## AUFGABE A
Gib bitte die Einträge des Datensatzes vom ersten Eintrag bis einschließlich der Zeile mit „[135,30,158,39]“ als Markdown-Tabelle mit den Spalten „Nummer“ und „Zeile“ aus, ohne Leerzeilen. Die Bilder lässt du in der Ausgabe weg.

## BEREITGESTELLTER TEXT

──────

The Hand of God

Spätestens mit seinem Oscar-prämierten Meisterwerk „La Grande Bellezza – Die große Schönheit“ (2013), aber auch mit der Serie „The Young Pope“ (2016) wurde der italienische Filmemacher Paolo Sorrentino auch hierzulande bekannt. Nun präsentiert er mit „The Hand of God“ seinen sicherlich persönlichsten Film auf Netflix. 

Inhalt: 

Ganz Neapel ist in heller Aufruhr, als Anfang der 1980er Jahre das Gerücht umgeht, dass der argentinische Fußball-Superstar Diego Maradona zum SSC Neapel wechselt. Auch der einzelgängerische Teenager Fabietto Schisa (Filippo Scotti) und sein bei der Bank arbeitender Vater Saverio (Toni Servillo) fiebern dem unvorstellbaren Transfer entgegen. Da Fabietto keine Freunde hat, spielt sich sein Leben nur in der Schule und in der Familie ab, wo seine Mutter Maria (Teresa Saponangelo) ihren Mitmenschen die unmöglichsten Streiche spielt und sich darüber aufregt, dass ihr Mann sie mit einer Kollegin betrügt, die er auf keinen Fall verlassen will. Fabiettos älterer Bruder Marchino (Marlon Joubert) versucht vergeblich, als Schauspieler Karriere zu machen, während seine Schwester sich nur im Badezimmer aufhält. Besonders angetan hat es ihm seine vollbusige Tante Patrizia (Luisa Ranieri), die darunter leidet, keine Kinder mit ihrem Mann Franco (Massimiliano Gallo) bekommen zu können.

──────

Einträge eines Datensatzes:
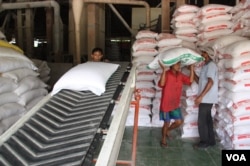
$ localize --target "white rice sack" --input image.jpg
[173,27,198,35]
[181,40,197,50]
[200,13,232,24]
[171,21,197,29]
[199,4,233,15]
[218,53,250,69]
[219,79,250,92]
[176,4,200,13]
[199,20,233,31]
[0,57,37,73]
[18,88,48,106]
[223,65,250,81]
[148,55,160,70]
[157,34,182,47]
[2,68,39,82]
[132,38,157,51]
[14,76,47,96]
[176,34,198,42]
[198,29,233,40]
[0,92,19,105]
[222,90,250,107]
[0,77,18,94]
[173,12,196,21]
[219,40,250,58]
[211,35,247,50]
[158,47,204,66]
[132,56,154,64]
[229,3,245,14]
[0,103,25,121]
[183,105,199,114]
[136,70,156,81]
[132,48,158,57]
[135,30,158,39]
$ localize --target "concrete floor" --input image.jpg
[117,127,222,166]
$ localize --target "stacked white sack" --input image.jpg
[180,62,203,138]
[197,4,233,46]
[0,43,48,134]
[216,38,250,149]
[131,30,158,64]
[152,68,166,127]
[126,64,156,127]
[171,4,199,50]
[148,47,204,70]
[156,33,182,53]
[230,1,250,37]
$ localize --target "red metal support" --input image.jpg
[93,89,141,166]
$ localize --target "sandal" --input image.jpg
[160,142,168,148]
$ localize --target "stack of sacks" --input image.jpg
[132,30,158,64]
[156,33,182,53]
[216,37,250,149]
[148,47,203,127]
[230,1,250,37]
[197,4,233,46]
[181,65,199,138]
[126,64,155,126]
[0,41,48,134]
[147,47,204,70]
[171,4,199,49]
[152,68,166,127]
[31,59,50,84]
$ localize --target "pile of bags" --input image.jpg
[0,37,48,134]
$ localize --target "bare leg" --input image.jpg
[161,122,169,145]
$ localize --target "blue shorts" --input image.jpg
[160,108,182,122]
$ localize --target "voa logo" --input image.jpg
[226,154,247,161]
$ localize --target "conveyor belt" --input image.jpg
[0,62,132,166]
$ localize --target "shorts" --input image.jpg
[160,108,182,122]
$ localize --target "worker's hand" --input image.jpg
[158,60,167,71]
[194,96,202,105]
[187,64,194,71]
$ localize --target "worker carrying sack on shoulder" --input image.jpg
[148,47,204,69]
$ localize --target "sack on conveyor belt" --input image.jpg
[148,47,204,69]
[51,62,119,96]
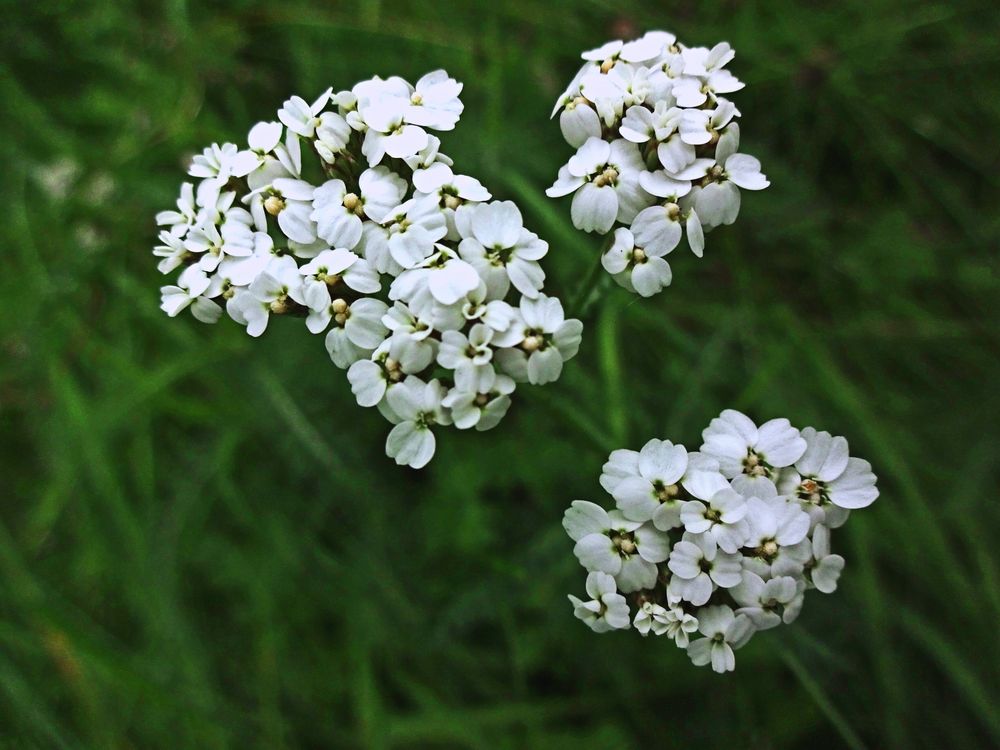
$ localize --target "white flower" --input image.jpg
[681,487,750,552]
[679,99,739,146]
[664,604,698,648]
[385,375,451,469]
[381,196,448,268]
[687,604,754,674]
[324,297,389,357]
[153,230,188,273]
[563,500,670,593]
[455,206,549,299]
[160,266,211,318]
[437,323,496,393]
[310,167,406,250]
[405,70,465,130]
[159,66,584,470]
[313,112,351,164]
[413,162,491,241]
[667,532,741,607]
[559,96,601,148]
[701,409,806,479]
[299,248,382,310]
[601,439,728,531]
[382,302,438,374]
[344,350,403,407]
[403,134,454,175]
[226,255,305,337]
[156,182,198,236]
[569,572,628,633]
[256,177,316,244]
[545,138,650,234]
[779,427,878,528]
[806,526,844,594]
[632,200,705,257]
[389,245,481,310]
[441,375,515,432]
[188,143,256,184]
[601,226,672,297]
[216,232,276,287]
[360,99,427,167]
[632,601,670,636]
[729,570,798,630]
[744,493,809,578]
[278,89,333,138]
[493,294,583,385]
[563,411,874,672]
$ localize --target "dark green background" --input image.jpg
[0,0,1000,750]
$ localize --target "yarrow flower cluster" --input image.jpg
[563,410,878,672]
[546,31,770,297]
[153,70,583,468]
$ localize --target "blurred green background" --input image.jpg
[0,0,1000,750]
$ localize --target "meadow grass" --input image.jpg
[0,0,1000,750]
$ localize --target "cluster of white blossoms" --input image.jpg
[563,410,878,672]
[546,31,769,297]
[154,70,583,468]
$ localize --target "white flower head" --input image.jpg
[563,410,874,672]
[569,572,629,633]
[153,70,580,470]
[546,31,770,297]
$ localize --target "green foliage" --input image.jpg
[0,0,1000,750]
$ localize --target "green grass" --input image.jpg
[0,0,1000,750]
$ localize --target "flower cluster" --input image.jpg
[154,70,582,468]
[563,410,878,672]
[546,31,769,297]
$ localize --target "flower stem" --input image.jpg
[569,234,614,318]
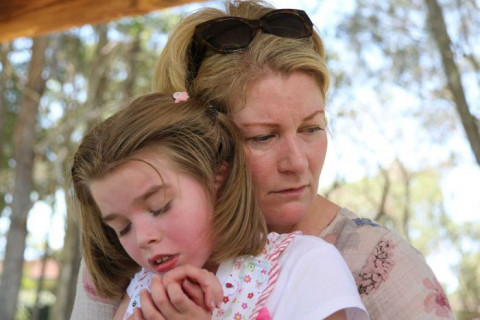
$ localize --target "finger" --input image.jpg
[182,279,204,309]
[162,265,223,309]
[166,283,201,318]
[140,277,168,320]
[128,308,145,320]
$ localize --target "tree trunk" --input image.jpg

──────

## AUFGABE B
Wer spielt laut dem Text zu „The Hand of God“ die Tante Patrizia?

## ÜBUNGSERGEBNIS A
| Nummer | Zeile |
|---|---|
| 1 | $ localize --target "white rice sack" --input image.jpg |
| 2 | [173,27,198,35] |
| 3 | [181,40,197,50] |
| 4 | [200,13,232,24] |
| 5 | [171,21,197,29] |
| 6 | [199,4,233,15] |
| 7 | [218,53,250,69] |
| 8 | [219,79,250,92] |
| 9 | [176,4,200,13] |
| 10 | [199,20,233,31] |
| 11 | [0,57,37,73] |
| 12 | [18,88,48,106] |
| 13 | [223,65,250,81] |
| 14 | [148,55,160,70] |
| 15 | [157,34,182,47] |
| 16 | [2,68,39,82] |
| 17 | [132,38,157,51] |
| 18 | [14,76,47,96] |
| 19 | [176,34,198,42] |
| 20 | [198,29,233,40] |
| 21 | [0,92,19,105] |
| 22 | [222,90,250,107] |
| 23 | [0,77,18,94] |
| 24 | [173,12,196,21] |
| 25 | [219,40,250,58] |
| 26 | [211,35,247,50] |
| 27 | [158,47,204,66] |
| 28 | [132,56,154,64] |
| 29 | [229,3,245,14] |
| 30 | [0,103,25,121] |
| 31 | [183,105,199,114] |
| 32 | [136,70,156,81] |
| 33 | [132,48,158,57] |
| 34 | [135,30,158,39] |

## ÜBUNGSERGEBNIS B
Luisa Ranieri.